- **Problems to solve**:
A: In the report on the Abuja petrol scarcity, how long was the oil marketers' warning strike meant to last?
B: Please continue the report on the Abuja petrol scarcity, starting after its final sentence.

— START Page —

Filling stations in Abuja and neighboring states were shut on Tuesday leading to lengthy queues by motorists for Premium Motor Spirit, popularly called petrol, at the few outlets that dispensed the commodity.
The petrol scarcity was a result of the warning strike embarked upon by the Suleja Depot Branch of the Independent Petroleum Marketers Association of Nigeria.
The three-day warning strike by the oil marketers started on Monday which stopped their members from lifting petrol from the depot to more than five states in the North including Abuja, a development that caused scarcity on Tuesday.
Reason being that they had no product to dispense. However, black marketers in front of the filling stations and opposite NNPC headquarters used the opportunity to sell their wares at higher rates to motorists.
Members of the union commenced the strike on Monday in protest against the continued indebtedness of the Federal Government to oil marketers with respect to the payment of fuel transportation costs, otherwise called bridging claims.

— END Page —
— START Data lines —

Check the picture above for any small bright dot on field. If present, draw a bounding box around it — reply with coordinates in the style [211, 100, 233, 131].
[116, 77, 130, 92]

— END Data lines —

- **Outputs in order**:
A: Three days.

B:
Government officials kept mute about the situation when contacted.
The IPMAN Suleja Depot Branch Chairman, Yahaya Alhassan, said marketers had stopped the supply of products from the depot, as the union had prevented trucks from moving PMS to the northern states.
He said marketers were withdrawing their services until the Federal Government settled their outstanding bridging claims of N50.5bn. Yahaya added that the three-day warning strike would go on if the Nigerian Midstream and Downstream Petroleum Regulatory Authority fails to remit the money.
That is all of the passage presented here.